**Task goal**. In the data that follows, count each line with the string "batting"; the reply is the number only.

Items listed in a dataset:
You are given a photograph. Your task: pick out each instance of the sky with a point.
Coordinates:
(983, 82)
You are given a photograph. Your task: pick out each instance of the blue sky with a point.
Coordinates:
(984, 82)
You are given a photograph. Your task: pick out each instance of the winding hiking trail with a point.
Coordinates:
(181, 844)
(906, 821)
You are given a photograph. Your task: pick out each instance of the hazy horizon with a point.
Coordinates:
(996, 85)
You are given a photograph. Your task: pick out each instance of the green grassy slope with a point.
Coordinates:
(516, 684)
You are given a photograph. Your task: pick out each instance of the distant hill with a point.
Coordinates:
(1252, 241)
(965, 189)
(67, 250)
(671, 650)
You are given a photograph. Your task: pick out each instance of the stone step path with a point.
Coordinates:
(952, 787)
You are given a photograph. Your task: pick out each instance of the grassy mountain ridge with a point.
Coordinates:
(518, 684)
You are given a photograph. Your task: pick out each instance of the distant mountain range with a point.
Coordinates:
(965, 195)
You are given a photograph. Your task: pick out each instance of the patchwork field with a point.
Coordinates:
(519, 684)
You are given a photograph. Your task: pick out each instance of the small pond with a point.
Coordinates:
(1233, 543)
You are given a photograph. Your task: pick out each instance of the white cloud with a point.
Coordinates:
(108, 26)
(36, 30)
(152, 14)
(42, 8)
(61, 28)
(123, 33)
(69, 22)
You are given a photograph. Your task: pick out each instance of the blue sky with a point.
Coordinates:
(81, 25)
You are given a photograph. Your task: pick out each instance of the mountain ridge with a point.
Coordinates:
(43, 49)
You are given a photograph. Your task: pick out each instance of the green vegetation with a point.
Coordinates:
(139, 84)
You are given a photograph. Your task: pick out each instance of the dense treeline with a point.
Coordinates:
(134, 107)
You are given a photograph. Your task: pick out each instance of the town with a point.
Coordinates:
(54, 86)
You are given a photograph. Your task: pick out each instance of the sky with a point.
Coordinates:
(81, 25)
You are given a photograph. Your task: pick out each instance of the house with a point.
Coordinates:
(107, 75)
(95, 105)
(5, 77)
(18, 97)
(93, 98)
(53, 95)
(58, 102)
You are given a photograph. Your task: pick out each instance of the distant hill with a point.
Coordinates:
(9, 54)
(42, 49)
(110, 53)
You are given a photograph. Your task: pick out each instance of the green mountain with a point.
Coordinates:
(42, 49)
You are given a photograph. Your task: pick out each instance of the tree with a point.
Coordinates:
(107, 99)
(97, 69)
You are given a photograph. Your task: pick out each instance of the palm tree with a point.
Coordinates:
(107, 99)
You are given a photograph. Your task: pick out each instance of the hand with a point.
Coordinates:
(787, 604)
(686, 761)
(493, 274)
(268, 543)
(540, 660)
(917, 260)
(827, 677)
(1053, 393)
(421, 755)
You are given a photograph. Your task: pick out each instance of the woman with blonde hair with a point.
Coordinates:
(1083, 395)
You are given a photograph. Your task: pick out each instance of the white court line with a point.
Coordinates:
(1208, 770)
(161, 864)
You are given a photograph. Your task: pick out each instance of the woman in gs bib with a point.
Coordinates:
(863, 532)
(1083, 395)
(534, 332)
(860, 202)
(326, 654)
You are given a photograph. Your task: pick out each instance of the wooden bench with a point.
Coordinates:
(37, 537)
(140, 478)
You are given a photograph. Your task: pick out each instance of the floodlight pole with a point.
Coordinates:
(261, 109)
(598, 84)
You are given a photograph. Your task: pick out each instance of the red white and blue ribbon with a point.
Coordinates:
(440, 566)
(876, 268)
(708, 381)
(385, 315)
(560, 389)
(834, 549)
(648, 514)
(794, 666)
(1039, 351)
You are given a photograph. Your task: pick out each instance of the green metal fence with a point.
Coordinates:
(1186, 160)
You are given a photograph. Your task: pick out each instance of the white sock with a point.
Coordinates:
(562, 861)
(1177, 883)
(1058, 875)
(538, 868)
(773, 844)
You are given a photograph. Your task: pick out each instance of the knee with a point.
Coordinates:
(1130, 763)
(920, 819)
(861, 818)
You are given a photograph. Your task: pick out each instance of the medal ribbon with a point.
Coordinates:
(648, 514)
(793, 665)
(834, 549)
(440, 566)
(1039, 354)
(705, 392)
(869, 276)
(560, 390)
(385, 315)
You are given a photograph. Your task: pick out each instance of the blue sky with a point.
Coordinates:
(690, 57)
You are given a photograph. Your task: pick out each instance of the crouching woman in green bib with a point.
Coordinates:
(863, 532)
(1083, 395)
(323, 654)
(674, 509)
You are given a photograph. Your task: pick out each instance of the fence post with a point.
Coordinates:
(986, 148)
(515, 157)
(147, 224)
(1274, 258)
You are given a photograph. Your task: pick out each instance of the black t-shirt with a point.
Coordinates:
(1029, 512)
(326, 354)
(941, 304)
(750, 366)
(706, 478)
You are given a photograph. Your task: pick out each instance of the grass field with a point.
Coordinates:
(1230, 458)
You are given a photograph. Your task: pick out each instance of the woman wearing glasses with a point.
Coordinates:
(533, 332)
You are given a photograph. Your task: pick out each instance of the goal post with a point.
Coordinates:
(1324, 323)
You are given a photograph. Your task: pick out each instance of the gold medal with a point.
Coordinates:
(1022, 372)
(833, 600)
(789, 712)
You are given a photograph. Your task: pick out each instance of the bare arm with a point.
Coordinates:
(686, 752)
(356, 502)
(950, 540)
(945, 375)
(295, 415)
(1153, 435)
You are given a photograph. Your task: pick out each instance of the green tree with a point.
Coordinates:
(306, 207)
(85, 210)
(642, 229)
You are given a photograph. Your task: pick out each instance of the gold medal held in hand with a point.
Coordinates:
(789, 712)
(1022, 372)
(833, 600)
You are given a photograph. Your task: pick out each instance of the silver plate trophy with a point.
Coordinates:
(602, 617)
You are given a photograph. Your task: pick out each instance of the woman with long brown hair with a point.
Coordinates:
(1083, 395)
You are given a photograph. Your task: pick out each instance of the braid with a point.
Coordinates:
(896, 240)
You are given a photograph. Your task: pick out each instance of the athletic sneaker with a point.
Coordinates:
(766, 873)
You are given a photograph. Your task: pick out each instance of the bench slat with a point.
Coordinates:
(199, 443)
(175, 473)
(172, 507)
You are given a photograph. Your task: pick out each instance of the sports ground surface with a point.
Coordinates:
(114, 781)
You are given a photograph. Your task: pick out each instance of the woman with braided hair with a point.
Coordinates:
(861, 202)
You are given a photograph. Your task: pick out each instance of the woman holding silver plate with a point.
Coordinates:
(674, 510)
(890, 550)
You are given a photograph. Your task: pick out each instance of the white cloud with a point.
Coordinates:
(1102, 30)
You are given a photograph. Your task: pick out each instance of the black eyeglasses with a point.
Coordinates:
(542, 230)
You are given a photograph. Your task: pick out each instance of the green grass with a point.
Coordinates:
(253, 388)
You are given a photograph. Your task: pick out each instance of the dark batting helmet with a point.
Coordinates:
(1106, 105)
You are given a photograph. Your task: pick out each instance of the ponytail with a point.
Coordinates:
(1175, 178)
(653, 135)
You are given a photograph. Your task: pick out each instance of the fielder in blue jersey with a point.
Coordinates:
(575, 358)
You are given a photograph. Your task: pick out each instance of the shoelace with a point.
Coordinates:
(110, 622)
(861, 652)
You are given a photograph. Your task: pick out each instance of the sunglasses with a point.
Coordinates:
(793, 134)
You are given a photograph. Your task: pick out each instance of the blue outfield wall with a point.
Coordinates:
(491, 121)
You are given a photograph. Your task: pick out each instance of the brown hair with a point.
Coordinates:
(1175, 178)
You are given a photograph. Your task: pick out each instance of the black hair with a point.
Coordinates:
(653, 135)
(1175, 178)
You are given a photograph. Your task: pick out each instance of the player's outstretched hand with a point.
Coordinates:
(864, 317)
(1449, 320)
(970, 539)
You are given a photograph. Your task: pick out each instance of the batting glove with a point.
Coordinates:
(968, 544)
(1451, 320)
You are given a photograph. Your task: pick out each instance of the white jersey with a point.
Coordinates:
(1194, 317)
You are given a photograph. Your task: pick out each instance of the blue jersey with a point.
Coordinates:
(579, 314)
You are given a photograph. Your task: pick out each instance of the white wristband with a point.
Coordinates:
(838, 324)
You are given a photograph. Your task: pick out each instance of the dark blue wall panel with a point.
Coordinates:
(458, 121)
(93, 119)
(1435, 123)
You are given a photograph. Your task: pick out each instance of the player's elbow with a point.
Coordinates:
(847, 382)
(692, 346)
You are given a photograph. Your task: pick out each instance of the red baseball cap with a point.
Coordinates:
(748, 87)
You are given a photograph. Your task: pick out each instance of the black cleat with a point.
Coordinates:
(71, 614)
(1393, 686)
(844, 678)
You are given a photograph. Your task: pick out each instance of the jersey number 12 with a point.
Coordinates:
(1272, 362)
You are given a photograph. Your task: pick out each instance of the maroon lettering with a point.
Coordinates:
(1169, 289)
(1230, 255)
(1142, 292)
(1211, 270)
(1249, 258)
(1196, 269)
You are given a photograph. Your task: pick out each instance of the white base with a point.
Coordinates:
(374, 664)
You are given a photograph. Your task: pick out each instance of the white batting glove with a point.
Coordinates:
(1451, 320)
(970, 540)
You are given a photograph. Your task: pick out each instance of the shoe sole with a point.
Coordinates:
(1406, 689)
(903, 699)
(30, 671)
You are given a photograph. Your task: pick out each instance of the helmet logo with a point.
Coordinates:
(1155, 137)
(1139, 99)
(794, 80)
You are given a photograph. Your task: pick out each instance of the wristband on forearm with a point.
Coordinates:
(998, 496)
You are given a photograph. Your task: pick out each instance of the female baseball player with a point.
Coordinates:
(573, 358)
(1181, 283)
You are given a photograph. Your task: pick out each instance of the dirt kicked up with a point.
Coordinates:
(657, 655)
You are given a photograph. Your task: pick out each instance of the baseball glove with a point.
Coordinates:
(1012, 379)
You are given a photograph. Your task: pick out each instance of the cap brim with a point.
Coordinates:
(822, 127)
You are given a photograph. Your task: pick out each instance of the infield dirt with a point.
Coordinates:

**Result for this task**. 3